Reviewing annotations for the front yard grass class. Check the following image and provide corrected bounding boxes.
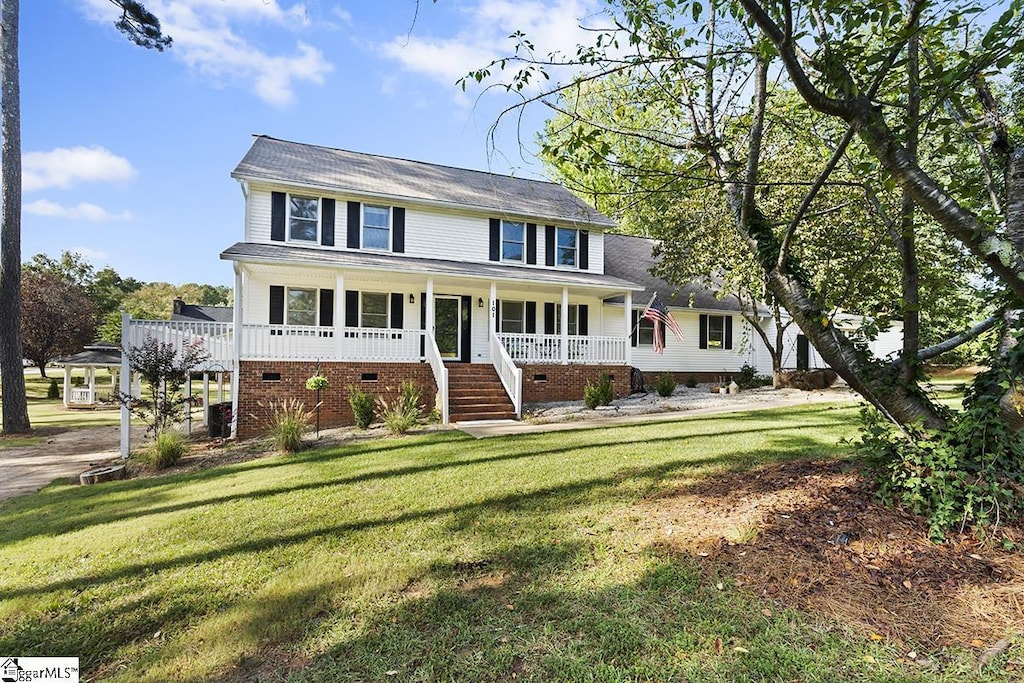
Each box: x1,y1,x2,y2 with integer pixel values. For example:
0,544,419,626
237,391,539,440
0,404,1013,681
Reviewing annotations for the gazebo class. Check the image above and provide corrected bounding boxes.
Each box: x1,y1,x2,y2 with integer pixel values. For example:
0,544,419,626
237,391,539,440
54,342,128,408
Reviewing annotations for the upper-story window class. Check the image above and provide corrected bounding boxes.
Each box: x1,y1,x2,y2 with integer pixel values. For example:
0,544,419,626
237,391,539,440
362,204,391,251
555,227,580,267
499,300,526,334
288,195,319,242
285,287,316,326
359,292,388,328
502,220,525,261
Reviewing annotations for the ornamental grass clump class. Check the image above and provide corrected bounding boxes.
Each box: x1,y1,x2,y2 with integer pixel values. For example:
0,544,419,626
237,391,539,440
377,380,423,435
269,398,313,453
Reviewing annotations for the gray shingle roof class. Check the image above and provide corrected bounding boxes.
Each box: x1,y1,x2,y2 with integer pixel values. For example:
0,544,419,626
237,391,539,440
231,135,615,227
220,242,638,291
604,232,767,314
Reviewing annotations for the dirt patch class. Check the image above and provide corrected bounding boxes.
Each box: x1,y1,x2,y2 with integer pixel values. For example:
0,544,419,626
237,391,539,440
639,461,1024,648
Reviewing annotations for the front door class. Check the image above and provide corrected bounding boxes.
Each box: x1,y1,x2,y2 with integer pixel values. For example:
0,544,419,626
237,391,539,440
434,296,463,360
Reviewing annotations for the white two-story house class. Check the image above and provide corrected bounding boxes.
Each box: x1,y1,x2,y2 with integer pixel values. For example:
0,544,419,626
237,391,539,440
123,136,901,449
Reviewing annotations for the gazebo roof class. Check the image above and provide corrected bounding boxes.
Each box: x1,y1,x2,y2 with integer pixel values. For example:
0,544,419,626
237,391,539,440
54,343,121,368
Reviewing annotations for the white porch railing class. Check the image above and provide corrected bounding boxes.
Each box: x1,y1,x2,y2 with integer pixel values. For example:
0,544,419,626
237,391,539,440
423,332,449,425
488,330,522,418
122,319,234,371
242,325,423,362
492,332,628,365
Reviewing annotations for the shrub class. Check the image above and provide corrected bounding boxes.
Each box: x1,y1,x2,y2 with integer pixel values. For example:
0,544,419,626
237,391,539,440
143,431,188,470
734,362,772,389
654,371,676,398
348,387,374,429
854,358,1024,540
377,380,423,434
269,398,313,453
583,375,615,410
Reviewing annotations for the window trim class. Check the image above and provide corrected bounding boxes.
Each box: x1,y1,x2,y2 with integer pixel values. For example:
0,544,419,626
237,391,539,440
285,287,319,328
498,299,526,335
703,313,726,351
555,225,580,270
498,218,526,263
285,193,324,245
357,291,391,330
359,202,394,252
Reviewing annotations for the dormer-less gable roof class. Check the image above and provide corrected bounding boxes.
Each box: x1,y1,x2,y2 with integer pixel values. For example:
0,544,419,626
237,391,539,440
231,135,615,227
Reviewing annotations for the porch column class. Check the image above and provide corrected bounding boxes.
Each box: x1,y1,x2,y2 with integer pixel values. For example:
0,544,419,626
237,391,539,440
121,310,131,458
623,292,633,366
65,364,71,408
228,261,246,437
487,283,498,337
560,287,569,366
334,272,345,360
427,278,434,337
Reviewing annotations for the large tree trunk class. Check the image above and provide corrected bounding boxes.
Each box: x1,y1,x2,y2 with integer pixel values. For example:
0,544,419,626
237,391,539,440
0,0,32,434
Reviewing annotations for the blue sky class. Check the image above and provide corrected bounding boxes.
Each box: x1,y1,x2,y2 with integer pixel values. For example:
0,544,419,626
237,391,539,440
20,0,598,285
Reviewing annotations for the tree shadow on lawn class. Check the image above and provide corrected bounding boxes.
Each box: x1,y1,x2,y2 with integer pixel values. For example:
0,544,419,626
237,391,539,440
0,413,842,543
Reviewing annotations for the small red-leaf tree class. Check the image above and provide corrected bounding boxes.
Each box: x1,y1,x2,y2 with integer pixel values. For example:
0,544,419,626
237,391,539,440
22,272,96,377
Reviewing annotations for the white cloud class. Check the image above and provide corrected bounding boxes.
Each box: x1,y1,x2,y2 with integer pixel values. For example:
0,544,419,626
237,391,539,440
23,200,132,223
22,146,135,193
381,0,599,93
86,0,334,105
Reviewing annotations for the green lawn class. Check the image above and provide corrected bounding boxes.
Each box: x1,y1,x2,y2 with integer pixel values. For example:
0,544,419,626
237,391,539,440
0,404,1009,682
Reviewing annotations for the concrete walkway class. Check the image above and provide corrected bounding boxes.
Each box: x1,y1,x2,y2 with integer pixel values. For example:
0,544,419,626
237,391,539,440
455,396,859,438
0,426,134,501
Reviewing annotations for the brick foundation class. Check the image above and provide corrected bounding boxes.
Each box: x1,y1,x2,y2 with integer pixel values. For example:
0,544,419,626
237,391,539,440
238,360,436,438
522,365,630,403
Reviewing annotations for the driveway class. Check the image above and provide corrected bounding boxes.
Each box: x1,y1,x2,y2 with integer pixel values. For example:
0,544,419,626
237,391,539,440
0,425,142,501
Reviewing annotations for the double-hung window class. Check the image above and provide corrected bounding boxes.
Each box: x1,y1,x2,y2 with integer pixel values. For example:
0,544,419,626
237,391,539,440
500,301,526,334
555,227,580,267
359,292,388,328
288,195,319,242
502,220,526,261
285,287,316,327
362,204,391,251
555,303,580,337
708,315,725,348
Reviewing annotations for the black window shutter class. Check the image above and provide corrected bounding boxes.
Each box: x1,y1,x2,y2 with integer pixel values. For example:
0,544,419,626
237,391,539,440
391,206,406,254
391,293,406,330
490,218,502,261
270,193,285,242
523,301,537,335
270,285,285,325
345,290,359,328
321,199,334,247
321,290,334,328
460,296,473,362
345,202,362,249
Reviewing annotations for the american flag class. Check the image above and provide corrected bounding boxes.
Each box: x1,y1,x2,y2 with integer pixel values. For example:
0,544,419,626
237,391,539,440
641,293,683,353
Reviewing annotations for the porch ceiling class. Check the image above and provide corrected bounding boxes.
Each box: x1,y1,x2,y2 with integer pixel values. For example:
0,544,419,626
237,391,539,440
※
* Request *
Copy out all of the data above word for word, leaving out the pictures.

* Correct result *
Reviewing annotations for the front yard grass class. Check the following image and provide corrected bounding boxes.
Each box: x1,y1,x2,y2 with integer pixel values. For example:
0,544,419,626
237,391,539,440
0,404,1013,681
Reviewing annotations for the gazebo class. Check the image above and provide corrected bounding boxes.
Each box: x1,y1,x2,y2 with integer pixel values. For example:
0,544,419,626
237,391,539,440
54,342,128,408
Reviewing annotations for the upper-story window class. Check the image above and provide corrected bounding boxes.
Each box: x1,y1,x2,y2 with integer pixel values. For example:
0,544,419,626
237,391,539,440
362,204,391,251
555,227,580,267
499,300,526,334
288,195,319,242
285,287,316,326
359,292,388,328
502,220,525,261
Reviewing annotations for the ornamental grass clump class. Check the image above and provide corrected bounding boxes.
Each box: x1,y1,x2,y2 with integer pixel values. For example:
0,544,419,626
237,391,539,440
377,380,423,435
269,398,313,453
Reviewing annotations for the gray shingle roof class. Check the image above and provide corrected bounding boxes.
Each box: x1,y1,x2,y2 with integer pixel values. For example:
0,544,419,626
237,391,539,440
231,135,615,227
220,242,638,291
604,232,767,314
Reviewing annotations for the dirt patch class. Check the image above and provide corrected bounding boxes.
Each box: x1,y1,x2,y2 with integer pixel values. For example:
0,544,419,626
237,391,539,440
639,461,1024,648
Reviewing annotations for the front door class. Check the image above and provide corrected bounding boxes.
Each box: x1,y1,x2,y2 with integer pixel values. For example:
0,544,419,626
237,391,539,440
434,296,463,360
Reviewing annotations for the white two-story house class. Check the image above and provide corrected bounding boxes.
Each box: x1,y1,x2,y2 with integer pixel values. For example:
0,544,419,626
237,391,539,440
123,136,901,449
Reviewing annotations for the gazebo roof class. Check the image above and provide corrected bounding boxes.
Each box: x1,y1,x2,y2 with integer pixel values. For example:
0,544,419,626
237,391,539,440
54,343,121,368
Reviewing annotations for the white porch railing class. Check the image above and provide corrected bounding boxes.
Each box: x1,y1,x2,y2 with integer pixel values. For example:
0,544,419,626
237,391,539,440
423,332,449,425
488,330,522,418
122,319,234,371
242,325,423,362
492,332,628,365
Reviewing annotations for the shrub class. Check the image above and provide corrected bounding boxes.
Each box: x1,y1,x2,y2 with integer pixel values. For example:
0,544,419,626
237,391,539,440
143,431,188,470
734,362,772,389
654,371,676,398
348,387,374,429
854,358,1024,540
377,380,423,434
269,398,313,453
583,375,615,410
Reviewing annotations for the window trim class. Check the image above and provide corrected bounding boxes.
Each box: x1,y1,x2,y2 with integer pixel values. For example:
0,544,419,626
237,391,539,440
285,287,319,328
498,299,526,335
703,313,726,351
555,225,580,270
498,218,526,263
285,193,324,245
357,291,391,330
359,202,394,252
Reviewing annotations for the dormer-less gable roof class. Check the image above and provide corrected bounding boxes.
Each box: x1,y1,x2,y2 with integer pixel values. For example:
0,544,419,626
237,391,539,440
231,135,615,227
Reviewing annotations for the porch column class. Check the image above and provide corrected bounding boxes.
Each box: x1,y1,x2,y2 with integer pixel values. For example:
0,544,419,626
237,391,539,440
121,310,131,458
623,292,633,366
65,364,71,408
228,261,246,437
487,283,498,337
560,287,569,366
334,272,345,360
427,278,434,337
Reviewing annotations for the large tree trunk class. Check the image above and provide corrected bounding boxes.
Each box: x1,y1,x2,y2 with integer pixel values. For example:
0,544,419,626
237,391,539,440
0,0,32,434
Reviewing annotations for the blue sky class. Check the image above and provide corrected bounding boxes.
Each box: x1,y1,x2,y2 with integer pixel values. For example:
0,544,419,626
237,391,539,440
20,0,598,285
Reviewing annotations for the tree shadow on lawn class. Check the image above and provide corrected bounding boxes.
Each box: x1,y1,x2,y2 with integer pixel values. For example:
0,544,419,626
237,391,539,440
0,413,842,543
Reviewing annotations for the small red-leaf tree class. Check the image above and provide corrected bounding boxes.
Each box: x1,y1,x2,y2 with integer pixel values. For example:
0,544,419,626
237,391,539,440
22,272,96,377
Reviewing annotations for the white cloud class. Check the image above and provide corrected bounding boxes.
Each box: x1,y1,x2,y2 with integer pixel values. For example:
0,544,419,626
237,391,539,440
23,200,132,223
22,146,135,193
381,0,599,93
86,0,334,105
Reviewing annotations for the green lawn class. Check the image above and provide corrected bounding boxes.
Each box: x1,y1,x2,y2 with integer pixel values. For example:
0,544,419,626
237,391,539,440
0,404,1009,682
Reviewing annotations for the concrete walkway class. Check the image above and provide corrected bounding boxes.
Each box: x1,y1,x2,y2 with integer pixel values. For example:
0,544,419,626
237,391,539,440
455,396,859,438
0,426,134,501
Reviewing annotations for the brick foundation class. Check the image above and provide corrected bounding boxes.
Each box: x1,y1,x2,y2 with integer pixel values. For example:
0,544,419,626
237,391,539,440
238,360,436,438
522,365,630,403
Reviewing annotations for the driveway class. Check the image above and provide corrected bounding boxes.
Each box: x1,y1,x2,y2 with integer pixel values. For example:
0,544,419,626
237,391,539,440
0,425,142,501
Reviewing annotations for the double-hung window class. Check the image above and provide corrected bounding boxes.
Each box: x1,y1,x2,y2 with integer pixel values. For example:
0,544,419,626
237,391,539,440
500,301,526,334
555,227,580,267
359,292,388,328
288,195,319,242
502,220,526,261
285,287,316,327
362,204,391,251
555,303,580,337
708,315,725,348
Reviewing annotations for the black window shutter class. Check the image above and provide corrected bounding boxes.
Each box: x1,y1,x2,y2 with integer pixel values. For example:
0,544,419,626
237,391,539,440
391,206,406,254
391,293,406,330
490,218,502,261
270,193,285,242
523,301,537,335
270,285,285,325
345,290,359,328
321,199,334,247
321,290,334,328
460,296,473,362
345,202,362,249
Reviewing annotations for the american flag class. Check the image above and provide corrected bounding boxes.
Each box: x1,y1,x2,y2 with integer pixel values. For example:
0,544,419,626
237,391,539,440
641,293,683,353
Reviewing annotations for the porch ceiling class. Check the image above and provide corrected bounding boxes.
Each box: x1,y1,x2,y2 with integer pixel values. For example:
0,544,419,626
237,391,539,440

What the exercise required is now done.